*** Opening of Extracted text ***

What Will Gary Roberts Do? Train Athletes at UPMC Lemieux Sports Center

By: Chuck Finder

Roberts vertical

When he was a 40-something, Penguins teammates – even ones half his age – noted with amazement how he had the fitness and body of an NHL player in his mid-20s. The same as his No. 10 sweater with the Penguins, age was a mere number for Gary Roberts.

So it was no wonder that, after his 21-season career spanning the 1980s, 1990s and 2000s, Gary Roberts retired to become a trainer to All-Stars and other athletes.

Nearly seven years after he last played for the Penguins in the 2008 Stanley Cup Finals, Roberts returns today to Pittsburgh to be formally introduced by UPMC Sports Medicine officials as the name, face and attitude of the Sports Performance Center at the UPMC Lemieux Sports Complex in Cranberry.

Roberts, 48, will lead the training philosophy, coordinate with the full-time staff, and personally work with athletes of all ages, all sports, all levels. Certainly, given the focus of the facility, hockey players will take part in the center being built above bleachers that overlook both ice surfaces: players from the youth (including the Pittsburgh Penguins Elite program), high school, collegiate, junior and professional strata. The UPMC Lemieux Sports Complex, modeled after the Steelers/Pitt relationship with the UPMC Center for Sports Medicine on the South Side, is scheduled to open its doors in August as the Penguins’ practice home, a hockey and sports development, and a public sports-medicine facility with 24 exam rooms, physical therapy areas, imaging and more.

“I love the city and the fans of Pittsburgh,” said Roberts, who, after his NHL sojourn with Calgary, Carolina, Toronto, the Penguins (2006-08) and Tampa Bay, has been refining his philosophies and sharpening his training techniques in his native Toronto with the Gary Roberts High Performance Centre.  “I’m thrilled to team up with UPMC to bring philosophies and programs that we’ve put in place to train, develop, and mentor athletes from the youth levels all the way to the professional ranks.”

*** Close of Extracted text ***

Required work:
A. According to the Gary Roberts article, how many exam rooms will the public sports-medicine facility have?
B. Print, word for word, the passage of the Gary Roberts article that opens with the words containing "Roberts vertical" and closes with "for Gary Roberts.".

*** Opening of Listed records ***

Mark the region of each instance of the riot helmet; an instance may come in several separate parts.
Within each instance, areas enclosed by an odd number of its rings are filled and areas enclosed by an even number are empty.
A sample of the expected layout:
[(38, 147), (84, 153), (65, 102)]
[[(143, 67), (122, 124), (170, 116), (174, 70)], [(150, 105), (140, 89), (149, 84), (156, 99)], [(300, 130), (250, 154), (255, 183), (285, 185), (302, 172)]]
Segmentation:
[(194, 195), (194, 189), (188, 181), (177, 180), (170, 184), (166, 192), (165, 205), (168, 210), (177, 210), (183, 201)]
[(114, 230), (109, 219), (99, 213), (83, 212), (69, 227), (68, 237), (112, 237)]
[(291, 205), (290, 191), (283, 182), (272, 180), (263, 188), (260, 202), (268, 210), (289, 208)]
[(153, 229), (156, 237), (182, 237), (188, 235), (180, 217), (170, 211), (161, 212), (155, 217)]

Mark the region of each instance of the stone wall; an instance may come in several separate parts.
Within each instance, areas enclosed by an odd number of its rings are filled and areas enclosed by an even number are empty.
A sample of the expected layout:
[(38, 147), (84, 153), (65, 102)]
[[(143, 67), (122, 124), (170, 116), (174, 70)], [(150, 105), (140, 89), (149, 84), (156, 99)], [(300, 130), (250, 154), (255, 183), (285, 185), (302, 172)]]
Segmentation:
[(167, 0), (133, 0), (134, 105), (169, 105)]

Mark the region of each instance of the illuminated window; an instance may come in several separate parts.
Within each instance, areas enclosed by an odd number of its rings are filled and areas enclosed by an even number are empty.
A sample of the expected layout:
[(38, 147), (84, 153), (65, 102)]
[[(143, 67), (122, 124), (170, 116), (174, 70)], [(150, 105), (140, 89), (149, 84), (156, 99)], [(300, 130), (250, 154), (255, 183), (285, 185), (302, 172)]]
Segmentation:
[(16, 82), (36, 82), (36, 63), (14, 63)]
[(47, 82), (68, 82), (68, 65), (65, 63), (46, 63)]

*** Close of Listed records ***

Answers:
A. 24 exam rooms.

B.
Roberts vertical

When he was a 40-something, Penguins teammates – even ones half his age – noted with amazement how he had the fitness and body of an NHL player in his mid-20s. The same as his No. 10 sweater with the Penguins, age was a mere number for Gary Roberts.